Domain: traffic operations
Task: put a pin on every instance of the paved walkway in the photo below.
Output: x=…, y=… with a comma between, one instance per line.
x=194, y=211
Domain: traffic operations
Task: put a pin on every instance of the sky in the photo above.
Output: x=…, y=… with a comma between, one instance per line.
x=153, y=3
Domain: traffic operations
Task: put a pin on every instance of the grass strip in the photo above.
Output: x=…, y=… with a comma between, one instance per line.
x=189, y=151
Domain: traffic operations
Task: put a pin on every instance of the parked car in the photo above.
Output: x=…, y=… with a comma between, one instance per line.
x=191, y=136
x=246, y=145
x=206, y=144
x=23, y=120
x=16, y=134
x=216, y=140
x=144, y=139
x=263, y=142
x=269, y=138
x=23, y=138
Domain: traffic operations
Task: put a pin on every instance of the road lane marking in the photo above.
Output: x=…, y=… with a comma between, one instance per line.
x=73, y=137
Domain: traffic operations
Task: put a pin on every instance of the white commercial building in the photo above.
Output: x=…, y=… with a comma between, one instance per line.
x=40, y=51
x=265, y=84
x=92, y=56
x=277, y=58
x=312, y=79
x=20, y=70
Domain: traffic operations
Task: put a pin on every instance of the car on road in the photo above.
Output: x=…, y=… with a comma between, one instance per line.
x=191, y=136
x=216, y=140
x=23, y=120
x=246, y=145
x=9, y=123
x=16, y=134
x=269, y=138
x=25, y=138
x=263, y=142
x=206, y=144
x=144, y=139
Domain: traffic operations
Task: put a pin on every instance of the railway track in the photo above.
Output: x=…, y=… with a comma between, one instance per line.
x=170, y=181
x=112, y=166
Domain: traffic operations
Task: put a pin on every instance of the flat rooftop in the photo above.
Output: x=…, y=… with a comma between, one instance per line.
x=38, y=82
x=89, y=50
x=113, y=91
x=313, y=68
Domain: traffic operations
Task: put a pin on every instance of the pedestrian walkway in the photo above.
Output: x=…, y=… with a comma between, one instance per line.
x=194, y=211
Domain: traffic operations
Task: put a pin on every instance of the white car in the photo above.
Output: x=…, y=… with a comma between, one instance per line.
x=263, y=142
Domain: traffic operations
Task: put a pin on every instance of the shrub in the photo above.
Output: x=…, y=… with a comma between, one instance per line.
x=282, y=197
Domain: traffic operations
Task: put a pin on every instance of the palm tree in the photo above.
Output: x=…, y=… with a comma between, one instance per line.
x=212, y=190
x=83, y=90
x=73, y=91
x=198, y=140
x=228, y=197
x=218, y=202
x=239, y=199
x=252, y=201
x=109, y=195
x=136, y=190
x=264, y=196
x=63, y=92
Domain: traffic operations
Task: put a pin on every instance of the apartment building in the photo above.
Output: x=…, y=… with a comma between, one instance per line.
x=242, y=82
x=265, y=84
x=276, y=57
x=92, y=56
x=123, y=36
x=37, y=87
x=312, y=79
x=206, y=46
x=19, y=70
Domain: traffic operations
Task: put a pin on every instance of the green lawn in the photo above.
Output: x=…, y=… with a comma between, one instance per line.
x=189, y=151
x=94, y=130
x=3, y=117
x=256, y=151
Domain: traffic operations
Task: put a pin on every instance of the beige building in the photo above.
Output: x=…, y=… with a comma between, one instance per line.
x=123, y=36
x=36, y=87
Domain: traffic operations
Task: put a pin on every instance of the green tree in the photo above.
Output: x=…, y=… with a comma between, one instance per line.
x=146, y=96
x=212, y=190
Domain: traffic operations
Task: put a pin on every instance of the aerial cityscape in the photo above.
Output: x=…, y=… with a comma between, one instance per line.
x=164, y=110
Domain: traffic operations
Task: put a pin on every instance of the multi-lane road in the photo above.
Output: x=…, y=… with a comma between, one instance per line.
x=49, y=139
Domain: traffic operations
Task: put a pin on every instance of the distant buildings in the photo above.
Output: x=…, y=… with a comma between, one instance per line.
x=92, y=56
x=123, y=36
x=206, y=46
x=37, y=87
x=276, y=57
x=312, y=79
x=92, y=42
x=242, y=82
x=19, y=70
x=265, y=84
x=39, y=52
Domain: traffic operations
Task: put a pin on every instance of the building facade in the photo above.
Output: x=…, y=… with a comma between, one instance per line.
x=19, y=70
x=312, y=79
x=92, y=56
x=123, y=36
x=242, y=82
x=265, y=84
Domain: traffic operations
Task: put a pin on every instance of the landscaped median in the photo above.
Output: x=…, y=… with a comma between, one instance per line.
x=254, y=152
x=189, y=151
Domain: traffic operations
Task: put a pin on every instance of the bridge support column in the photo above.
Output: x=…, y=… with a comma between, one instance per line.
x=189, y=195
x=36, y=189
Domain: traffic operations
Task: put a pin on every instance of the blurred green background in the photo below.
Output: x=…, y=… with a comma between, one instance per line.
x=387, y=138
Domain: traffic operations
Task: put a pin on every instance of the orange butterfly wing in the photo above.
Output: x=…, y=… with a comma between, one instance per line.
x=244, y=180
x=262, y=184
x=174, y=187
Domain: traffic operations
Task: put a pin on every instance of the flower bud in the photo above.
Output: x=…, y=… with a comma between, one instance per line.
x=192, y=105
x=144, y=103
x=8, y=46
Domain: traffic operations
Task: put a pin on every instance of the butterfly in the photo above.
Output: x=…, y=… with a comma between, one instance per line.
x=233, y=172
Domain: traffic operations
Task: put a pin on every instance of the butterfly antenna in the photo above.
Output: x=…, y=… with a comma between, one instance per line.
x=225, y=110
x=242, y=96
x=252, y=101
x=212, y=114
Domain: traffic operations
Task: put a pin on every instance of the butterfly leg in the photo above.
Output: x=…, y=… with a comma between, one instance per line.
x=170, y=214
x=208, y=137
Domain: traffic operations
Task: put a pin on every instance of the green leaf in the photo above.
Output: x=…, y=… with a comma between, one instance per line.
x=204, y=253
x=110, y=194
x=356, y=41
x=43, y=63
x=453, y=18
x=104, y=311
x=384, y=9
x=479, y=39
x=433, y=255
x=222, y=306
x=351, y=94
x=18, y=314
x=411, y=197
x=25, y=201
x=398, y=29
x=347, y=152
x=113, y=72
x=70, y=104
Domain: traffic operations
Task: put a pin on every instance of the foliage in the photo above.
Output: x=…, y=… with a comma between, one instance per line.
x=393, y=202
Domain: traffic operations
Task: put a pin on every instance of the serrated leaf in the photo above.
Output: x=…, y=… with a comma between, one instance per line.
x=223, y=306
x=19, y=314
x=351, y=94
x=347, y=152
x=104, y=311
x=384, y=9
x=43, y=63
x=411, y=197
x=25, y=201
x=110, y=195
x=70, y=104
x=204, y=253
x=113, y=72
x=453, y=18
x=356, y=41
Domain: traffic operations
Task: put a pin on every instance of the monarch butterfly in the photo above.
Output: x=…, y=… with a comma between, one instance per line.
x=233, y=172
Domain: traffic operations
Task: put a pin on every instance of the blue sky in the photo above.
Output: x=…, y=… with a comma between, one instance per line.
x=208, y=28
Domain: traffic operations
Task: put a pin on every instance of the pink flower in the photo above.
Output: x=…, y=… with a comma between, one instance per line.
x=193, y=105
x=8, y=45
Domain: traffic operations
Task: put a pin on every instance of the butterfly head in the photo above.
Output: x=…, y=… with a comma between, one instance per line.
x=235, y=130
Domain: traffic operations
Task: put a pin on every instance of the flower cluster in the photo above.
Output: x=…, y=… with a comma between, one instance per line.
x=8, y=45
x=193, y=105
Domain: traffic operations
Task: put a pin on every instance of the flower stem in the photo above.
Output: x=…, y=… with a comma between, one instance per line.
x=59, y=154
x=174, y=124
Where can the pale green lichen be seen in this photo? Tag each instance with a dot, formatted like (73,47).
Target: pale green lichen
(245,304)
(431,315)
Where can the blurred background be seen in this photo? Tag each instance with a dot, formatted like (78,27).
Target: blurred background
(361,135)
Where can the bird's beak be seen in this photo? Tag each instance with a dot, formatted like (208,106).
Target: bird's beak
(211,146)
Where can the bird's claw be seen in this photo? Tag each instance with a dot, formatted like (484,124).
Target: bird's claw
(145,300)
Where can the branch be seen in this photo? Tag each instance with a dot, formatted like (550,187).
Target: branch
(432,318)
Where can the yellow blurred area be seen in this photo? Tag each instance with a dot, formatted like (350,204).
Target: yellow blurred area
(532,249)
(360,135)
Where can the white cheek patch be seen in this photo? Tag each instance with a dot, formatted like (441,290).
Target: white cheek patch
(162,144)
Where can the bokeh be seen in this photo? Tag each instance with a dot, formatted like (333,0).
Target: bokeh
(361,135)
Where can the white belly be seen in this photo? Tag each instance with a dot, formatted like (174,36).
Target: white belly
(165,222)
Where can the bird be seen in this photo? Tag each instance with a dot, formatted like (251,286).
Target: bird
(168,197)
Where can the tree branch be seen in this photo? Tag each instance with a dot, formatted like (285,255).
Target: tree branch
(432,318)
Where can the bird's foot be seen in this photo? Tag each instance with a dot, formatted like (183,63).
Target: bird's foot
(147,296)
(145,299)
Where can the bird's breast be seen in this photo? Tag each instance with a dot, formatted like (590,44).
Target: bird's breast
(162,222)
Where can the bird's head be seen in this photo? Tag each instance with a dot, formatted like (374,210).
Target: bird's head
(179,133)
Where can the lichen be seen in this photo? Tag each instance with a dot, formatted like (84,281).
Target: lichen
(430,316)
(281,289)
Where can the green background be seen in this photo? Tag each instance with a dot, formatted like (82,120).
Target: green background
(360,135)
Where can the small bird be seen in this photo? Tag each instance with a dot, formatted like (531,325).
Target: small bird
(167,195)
==
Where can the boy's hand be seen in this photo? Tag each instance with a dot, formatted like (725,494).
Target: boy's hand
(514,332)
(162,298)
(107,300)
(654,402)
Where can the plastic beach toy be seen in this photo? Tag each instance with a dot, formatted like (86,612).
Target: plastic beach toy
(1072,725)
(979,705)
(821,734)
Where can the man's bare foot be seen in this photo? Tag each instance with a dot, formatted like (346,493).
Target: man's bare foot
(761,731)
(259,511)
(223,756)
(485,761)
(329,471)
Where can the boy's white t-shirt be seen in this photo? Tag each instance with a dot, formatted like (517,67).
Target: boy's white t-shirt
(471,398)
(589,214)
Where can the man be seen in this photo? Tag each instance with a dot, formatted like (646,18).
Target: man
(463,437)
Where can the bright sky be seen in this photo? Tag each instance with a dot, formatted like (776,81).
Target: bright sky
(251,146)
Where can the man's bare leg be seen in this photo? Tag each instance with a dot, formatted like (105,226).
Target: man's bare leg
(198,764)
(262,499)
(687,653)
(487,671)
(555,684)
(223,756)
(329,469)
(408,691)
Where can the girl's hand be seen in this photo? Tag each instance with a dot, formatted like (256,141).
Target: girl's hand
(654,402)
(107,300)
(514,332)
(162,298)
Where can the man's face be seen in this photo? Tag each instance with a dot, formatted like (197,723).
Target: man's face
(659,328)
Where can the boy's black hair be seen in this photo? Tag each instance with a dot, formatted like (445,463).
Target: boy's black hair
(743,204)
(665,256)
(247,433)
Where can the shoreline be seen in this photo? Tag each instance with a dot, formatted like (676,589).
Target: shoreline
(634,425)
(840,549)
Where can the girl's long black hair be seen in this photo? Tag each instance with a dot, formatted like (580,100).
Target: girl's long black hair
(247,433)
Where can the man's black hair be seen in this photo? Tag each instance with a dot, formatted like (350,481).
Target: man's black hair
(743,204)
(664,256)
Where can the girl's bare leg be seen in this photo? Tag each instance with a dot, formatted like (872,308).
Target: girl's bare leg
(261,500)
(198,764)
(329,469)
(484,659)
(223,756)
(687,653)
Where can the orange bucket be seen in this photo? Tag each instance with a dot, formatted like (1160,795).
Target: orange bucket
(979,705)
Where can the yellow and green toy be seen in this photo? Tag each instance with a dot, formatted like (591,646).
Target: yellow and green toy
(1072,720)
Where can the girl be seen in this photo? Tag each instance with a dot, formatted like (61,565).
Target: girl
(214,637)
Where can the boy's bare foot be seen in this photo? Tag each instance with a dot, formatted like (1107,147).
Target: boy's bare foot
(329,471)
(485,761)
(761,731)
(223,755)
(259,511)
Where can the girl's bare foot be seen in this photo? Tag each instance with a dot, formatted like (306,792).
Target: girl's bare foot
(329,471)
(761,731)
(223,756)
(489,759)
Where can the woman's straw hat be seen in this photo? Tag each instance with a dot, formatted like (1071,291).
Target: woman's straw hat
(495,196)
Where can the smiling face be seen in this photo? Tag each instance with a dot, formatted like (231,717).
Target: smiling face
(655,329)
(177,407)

WHAT THE TASK REQUIRES: Only the lines holding "leaf" are wanted, so copy each of them from the material.

WRITTEN REPLY:
Task: put a pin on every instance of the green leaf in the photo above.
Task: put a pin on every instance of the serrated leaf in the photo above.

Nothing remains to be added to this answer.